**Problem A:** List every songwriter credited in the article on the Weezer song "We Might as Well Be Strangers" below.
**Problem B:** Carry on the article about the Weezer song "We Might as Well Be Strangers" from its final sentence.

**Supplied passage:**
Single by Weezer featuring Wednesday

from the album Weezer (Gold Album)
- Released: June 3, 2026
- Genre: Alternative rock; power pop;
- Length: 3:34
- Label: Reprise; Warner;
- Songwriters: Brian Bell; Rivers Cuomo; Allan Grigg; Karly Hartzman; Luther Russell;
- Producers: Klas Åhlund; Kenneth Blume;

Weezer singles chronology
| "Shine Again" (2026) | "We Might as Well Be Strangers" (2026) | "C.E.O." (2026) |

Wednesday singles chronology
| "Townies" (2025) | "We Might as Well Be Strangers" (2026) |  |

Music video
- "We Might as Well Be Strangers" on YouTube

= We Might as Well Be Strangers =

2026 single by Weezer featuring Wednesday

"We Might as Well Be Strangers" is a song by the American rock band Weezer featuring American rock band Wednesday. It was released on June 3, 2026, as the second single for their twentieth (Note: Despite being widely marketed as EPs, Weezer frontman Rivers Cuomo considers the SZNZ series of EPs to be individual studio albums.) studio album, Weezer (also known as the Gold Album), alongside a music video and the announcement of the album's title and release date.

The track features guest appearances from Wednesday band members Karly Hartzman and Xandy Chelmis. It is Weezer's first single to feature another artist since 2014's "Go Away", which featured Best Coast's Bethany Cosentino, which became a viral hit in 2026.

**Source information:**
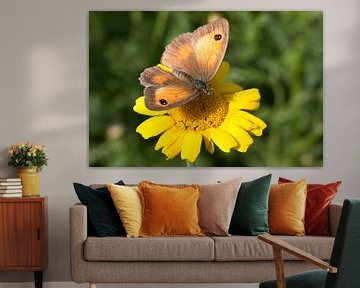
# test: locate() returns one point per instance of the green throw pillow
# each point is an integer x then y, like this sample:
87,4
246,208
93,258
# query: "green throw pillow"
250,216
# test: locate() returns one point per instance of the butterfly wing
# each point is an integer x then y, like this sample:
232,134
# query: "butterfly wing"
199,53
163,90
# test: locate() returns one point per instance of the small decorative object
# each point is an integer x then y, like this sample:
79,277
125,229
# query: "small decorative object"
30,158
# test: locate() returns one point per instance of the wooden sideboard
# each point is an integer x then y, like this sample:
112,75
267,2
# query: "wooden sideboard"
23,235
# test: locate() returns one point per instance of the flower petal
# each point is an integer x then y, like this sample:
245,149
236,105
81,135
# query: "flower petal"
174,149
241,136
191,145
221,74
140,108
250,123
228,88
168,137
154,126
209,145
222,139
247,99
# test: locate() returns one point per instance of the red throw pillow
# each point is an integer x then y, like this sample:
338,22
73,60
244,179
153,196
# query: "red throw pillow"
319,197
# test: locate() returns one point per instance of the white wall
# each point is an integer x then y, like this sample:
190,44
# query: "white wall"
44,99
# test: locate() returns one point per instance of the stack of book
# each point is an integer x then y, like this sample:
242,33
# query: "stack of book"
10,187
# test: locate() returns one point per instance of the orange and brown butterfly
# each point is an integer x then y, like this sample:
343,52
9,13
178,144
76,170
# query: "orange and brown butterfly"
188,63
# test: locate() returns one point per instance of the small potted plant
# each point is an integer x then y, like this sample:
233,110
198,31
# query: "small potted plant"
30,158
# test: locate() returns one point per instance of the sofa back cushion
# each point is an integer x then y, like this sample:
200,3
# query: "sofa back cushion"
216,206
169,210
128,204
287,208
250,215
102,215
319,197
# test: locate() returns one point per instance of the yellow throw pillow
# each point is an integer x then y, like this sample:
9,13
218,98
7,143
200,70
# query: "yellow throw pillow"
287,204
169,210
127,201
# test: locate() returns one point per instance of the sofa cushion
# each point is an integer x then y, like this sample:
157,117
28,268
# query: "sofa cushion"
287,204
249,248
149,249
169,210
318,199
127,201
250,215
216,206
103,218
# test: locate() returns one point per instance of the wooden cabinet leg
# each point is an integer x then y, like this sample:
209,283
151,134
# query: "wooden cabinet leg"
38,279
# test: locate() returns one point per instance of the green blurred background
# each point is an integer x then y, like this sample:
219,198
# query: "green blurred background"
280,53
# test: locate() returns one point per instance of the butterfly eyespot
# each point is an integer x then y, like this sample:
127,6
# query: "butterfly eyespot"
163,102
217,37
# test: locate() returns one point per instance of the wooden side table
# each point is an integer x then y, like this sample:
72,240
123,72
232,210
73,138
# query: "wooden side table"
23,235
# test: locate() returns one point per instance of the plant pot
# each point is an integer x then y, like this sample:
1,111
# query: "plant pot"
30,181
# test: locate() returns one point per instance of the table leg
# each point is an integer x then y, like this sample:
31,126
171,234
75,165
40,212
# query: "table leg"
38,279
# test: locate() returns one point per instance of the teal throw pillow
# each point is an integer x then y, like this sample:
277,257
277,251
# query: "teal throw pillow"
103,219
250,216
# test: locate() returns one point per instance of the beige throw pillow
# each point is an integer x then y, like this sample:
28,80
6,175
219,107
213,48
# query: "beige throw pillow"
216,206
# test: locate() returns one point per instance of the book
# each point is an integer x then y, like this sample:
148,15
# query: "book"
9,183
10,179
10,187
10,191
4,195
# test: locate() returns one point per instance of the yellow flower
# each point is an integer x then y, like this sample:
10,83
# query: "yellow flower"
218,119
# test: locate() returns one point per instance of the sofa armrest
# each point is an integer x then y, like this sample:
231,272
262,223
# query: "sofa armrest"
78,234
334,217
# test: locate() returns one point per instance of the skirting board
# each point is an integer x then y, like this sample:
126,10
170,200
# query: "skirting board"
74,285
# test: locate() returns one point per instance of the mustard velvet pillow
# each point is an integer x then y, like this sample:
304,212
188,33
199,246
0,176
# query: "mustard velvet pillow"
287,204
127,201
169,210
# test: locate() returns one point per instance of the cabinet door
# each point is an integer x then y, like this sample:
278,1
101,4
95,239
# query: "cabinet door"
21,234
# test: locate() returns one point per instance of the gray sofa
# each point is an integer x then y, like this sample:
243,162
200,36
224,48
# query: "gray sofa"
234,259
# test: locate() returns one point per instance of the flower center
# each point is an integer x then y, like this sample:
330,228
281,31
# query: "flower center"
204,112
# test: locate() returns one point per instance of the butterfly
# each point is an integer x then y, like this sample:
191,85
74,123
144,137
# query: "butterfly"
188,64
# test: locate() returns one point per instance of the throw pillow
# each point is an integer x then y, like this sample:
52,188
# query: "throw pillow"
250,215
216,206
169,210
103,218
319,197
287,204
127,201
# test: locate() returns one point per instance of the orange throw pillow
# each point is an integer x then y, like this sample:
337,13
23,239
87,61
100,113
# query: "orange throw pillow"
318,200
287,204
169,210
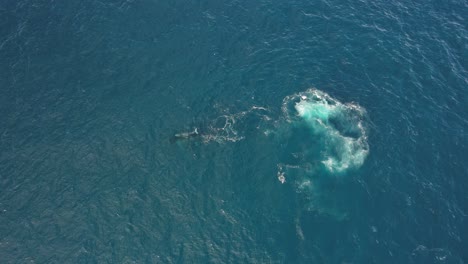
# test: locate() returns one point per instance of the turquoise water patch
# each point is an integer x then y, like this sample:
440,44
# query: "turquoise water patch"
339,128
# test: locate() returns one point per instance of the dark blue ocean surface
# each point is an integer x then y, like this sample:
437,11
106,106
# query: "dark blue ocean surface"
233,131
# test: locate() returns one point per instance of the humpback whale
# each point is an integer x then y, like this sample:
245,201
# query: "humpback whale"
185,135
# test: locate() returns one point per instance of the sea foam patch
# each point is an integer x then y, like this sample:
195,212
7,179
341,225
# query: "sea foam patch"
339,127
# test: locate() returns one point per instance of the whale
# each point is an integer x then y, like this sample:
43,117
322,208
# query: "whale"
185,135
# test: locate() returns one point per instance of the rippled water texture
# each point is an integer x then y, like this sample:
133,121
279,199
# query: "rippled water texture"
152,131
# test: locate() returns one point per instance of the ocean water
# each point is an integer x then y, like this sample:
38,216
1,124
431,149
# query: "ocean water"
147,131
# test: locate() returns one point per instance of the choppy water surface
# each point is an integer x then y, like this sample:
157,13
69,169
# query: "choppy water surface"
233,132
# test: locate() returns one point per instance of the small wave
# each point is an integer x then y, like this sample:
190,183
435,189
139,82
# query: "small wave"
339,127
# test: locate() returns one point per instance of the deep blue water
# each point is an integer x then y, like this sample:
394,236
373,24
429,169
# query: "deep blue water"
92,94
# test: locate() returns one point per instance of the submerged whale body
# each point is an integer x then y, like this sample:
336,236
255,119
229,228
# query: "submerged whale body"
185,135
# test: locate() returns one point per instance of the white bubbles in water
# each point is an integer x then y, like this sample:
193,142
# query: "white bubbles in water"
338,126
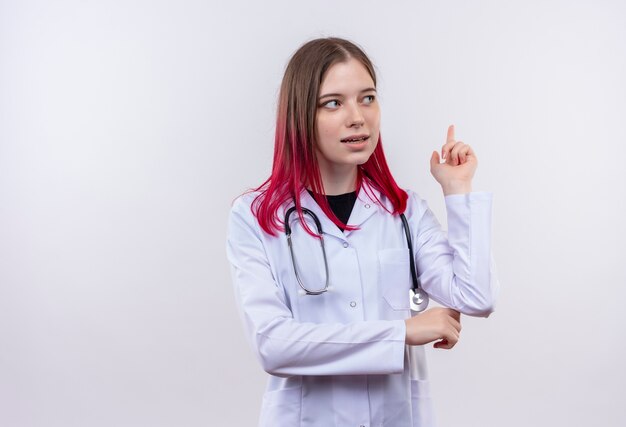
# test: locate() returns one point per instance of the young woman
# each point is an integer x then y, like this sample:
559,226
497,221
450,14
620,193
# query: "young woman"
323,253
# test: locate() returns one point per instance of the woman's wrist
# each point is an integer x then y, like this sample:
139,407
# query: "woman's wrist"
460,187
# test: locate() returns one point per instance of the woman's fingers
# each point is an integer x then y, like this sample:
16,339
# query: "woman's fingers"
456,152
445,150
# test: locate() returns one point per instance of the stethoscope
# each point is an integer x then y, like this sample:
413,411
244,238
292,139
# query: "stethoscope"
418,299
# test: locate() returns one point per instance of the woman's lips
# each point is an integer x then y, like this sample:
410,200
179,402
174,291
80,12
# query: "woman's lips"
355,139
356,144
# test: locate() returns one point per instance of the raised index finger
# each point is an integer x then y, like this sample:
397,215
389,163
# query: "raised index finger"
450,136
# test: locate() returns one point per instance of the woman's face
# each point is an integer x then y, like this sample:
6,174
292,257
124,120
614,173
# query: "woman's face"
347,109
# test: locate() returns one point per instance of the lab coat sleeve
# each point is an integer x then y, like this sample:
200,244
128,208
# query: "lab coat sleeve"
285,346
457,270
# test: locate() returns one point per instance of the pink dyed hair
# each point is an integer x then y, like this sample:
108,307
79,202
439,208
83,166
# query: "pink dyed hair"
295,164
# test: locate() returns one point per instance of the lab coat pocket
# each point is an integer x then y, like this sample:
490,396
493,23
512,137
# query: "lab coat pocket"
281,407
395,277
423,414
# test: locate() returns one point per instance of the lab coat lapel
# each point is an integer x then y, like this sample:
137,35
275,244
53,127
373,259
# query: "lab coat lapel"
328,226
364,207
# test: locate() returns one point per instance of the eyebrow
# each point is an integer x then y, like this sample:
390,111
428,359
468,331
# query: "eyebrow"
338,94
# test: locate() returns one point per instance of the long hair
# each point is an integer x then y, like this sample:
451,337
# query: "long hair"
295,164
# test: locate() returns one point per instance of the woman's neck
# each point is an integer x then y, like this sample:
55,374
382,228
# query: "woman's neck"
339,179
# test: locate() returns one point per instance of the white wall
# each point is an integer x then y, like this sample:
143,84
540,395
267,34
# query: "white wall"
127,127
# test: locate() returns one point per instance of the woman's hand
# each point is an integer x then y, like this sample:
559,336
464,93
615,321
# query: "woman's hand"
455,175
434,324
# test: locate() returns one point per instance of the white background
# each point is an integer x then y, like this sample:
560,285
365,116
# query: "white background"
128,127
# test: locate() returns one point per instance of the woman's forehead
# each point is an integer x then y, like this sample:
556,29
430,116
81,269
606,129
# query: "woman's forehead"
346,76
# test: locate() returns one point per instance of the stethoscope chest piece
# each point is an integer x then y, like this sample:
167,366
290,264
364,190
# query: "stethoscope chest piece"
418,301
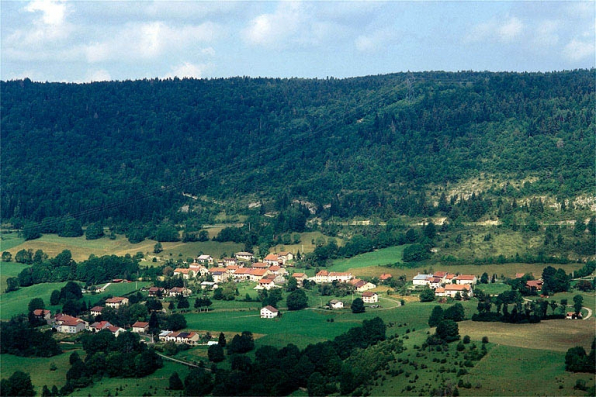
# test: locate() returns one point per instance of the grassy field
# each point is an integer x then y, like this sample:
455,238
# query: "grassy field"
9,269
15,302
385,256
519,371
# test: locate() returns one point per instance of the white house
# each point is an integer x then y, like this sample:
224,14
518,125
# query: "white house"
370,297
269,312
335,304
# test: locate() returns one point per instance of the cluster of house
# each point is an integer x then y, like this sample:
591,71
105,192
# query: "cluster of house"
447,284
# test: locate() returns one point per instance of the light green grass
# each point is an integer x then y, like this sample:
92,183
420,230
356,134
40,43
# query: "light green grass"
38,368
9,269
516,371
385,256
493,289
15,302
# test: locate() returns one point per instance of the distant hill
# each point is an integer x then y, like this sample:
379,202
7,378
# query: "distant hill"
352,147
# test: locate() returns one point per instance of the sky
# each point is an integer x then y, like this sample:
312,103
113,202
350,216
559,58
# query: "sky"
84,41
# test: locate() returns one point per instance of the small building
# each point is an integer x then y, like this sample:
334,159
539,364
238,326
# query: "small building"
96,311
117,302
269,312
335,304
69,325
140,327
466,279
370,297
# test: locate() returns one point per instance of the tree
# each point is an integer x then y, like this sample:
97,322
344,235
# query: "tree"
216,353
222,340
31,231
358,306
175,383
436,316
36,303
18,384
297,300
448,331
176,322
427,295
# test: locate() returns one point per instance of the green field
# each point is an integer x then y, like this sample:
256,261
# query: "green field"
385,256
493,289
15,302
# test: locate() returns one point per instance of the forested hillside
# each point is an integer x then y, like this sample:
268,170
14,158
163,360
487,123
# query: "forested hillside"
127,151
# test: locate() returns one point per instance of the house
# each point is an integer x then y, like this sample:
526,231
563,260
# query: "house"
98,326
190,338
205,259
176,291
257,274
242,274
157,291
244,256
322,277
140,327
284,257
421,279
269,312
185,273
265,283
466,279
451,290
42,314
534,284
335,304
385,277
209,285
69,325
370,297
96,311
117,302
272,259
342,277
300,277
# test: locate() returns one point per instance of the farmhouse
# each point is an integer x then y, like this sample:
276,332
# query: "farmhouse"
116,302
451,290
370,297
269,312
69,325
335,304
466,279
421,279
140,327
96,311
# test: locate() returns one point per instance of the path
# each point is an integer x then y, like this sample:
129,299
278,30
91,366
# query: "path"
179,361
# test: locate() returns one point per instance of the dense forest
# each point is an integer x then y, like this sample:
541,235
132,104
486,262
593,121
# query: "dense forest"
134,152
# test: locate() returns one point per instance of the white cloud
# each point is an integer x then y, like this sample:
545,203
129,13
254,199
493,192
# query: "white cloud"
187,69
148,41
577,50
510,30
98,75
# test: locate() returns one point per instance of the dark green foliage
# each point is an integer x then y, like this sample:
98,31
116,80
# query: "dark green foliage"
358,306
18,384
297,300
415,253
241,343
216,353
448,331
175,383
427,295
436,316
17,337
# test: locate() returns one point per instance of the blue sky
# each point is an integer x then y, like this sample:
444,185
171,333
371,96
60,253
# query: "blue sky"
81,41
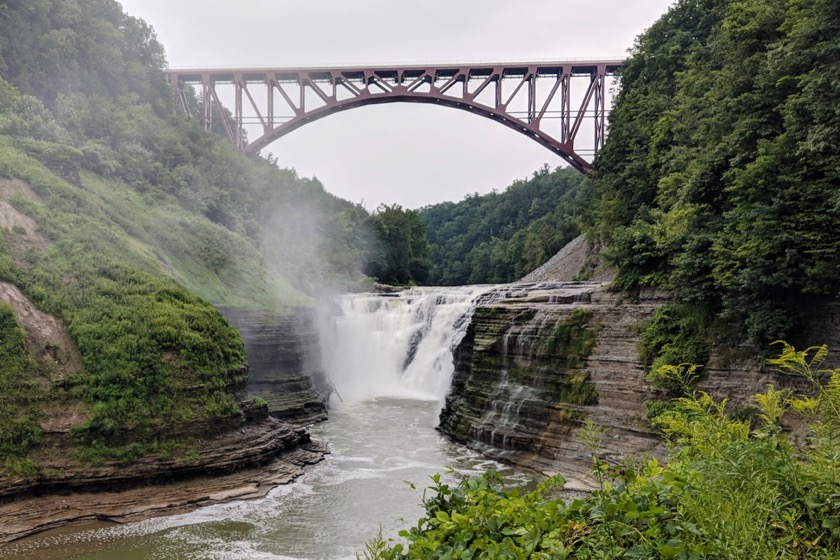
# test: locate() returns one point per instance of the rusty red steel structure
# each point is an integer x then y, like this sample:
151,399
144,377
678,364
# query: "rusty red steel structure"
546,101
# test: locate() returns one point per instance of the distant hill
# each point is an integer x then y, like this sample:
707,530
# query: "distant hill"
501,237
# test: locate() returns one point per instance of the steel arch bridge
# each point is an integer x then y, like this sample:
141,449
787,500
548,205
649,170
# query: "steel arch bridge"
561,105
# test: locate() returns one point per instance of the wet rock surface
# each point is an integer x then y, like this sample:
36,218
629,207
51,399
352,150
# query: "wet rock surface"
516,397
227,469
284,365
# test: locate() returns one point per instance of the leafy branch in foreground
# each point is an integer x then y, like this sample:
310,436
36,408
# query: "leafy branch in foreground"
729,491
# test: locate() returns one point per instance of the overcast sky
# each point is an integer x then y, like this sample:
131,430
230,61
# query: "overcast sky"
410,154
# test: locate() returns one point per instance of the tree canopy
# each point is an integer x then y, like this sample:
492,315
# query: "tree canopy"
500,237
719,179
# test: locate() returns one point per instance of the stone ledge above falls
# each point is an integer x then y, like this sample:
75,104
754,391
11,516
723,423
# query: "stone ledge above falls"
511,398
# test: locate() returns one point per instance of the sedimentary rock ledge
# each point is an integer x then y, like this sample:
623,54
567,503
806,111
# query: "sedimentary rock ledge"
276,453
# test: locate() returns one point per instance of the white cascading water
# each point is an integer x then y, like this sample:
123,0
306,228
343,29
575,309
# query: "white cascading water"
395,345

**Written response A:** Brian Bell, Rivers Cuomo, Allan Grigg, Karly Hartzman, Luther Russell

**Written response B:**
== Critical reception ==
The song received positive reviews from critics. Rock Revival called the song, "a direct, raw iteration of the band as urgent and vital as anything else in their catalog three decades in". JamBase said, "'We Might As Well Be Strangers' is a hard-hitting track playing into Weezer’s strengths as Hartzman splits verses with frontman Rivers Cuomo before their two voices intertwine".

== Live performances ==
Weezer performed the song with Nikki Monninger, the bassist for Silversun Pickups, on The Tonight Show Starring Jimmy Fallon. Cuomo was dressed in an all gold costume while Monninger wore a gold dress.

== Personnel ==
Credits adapted from Tidal.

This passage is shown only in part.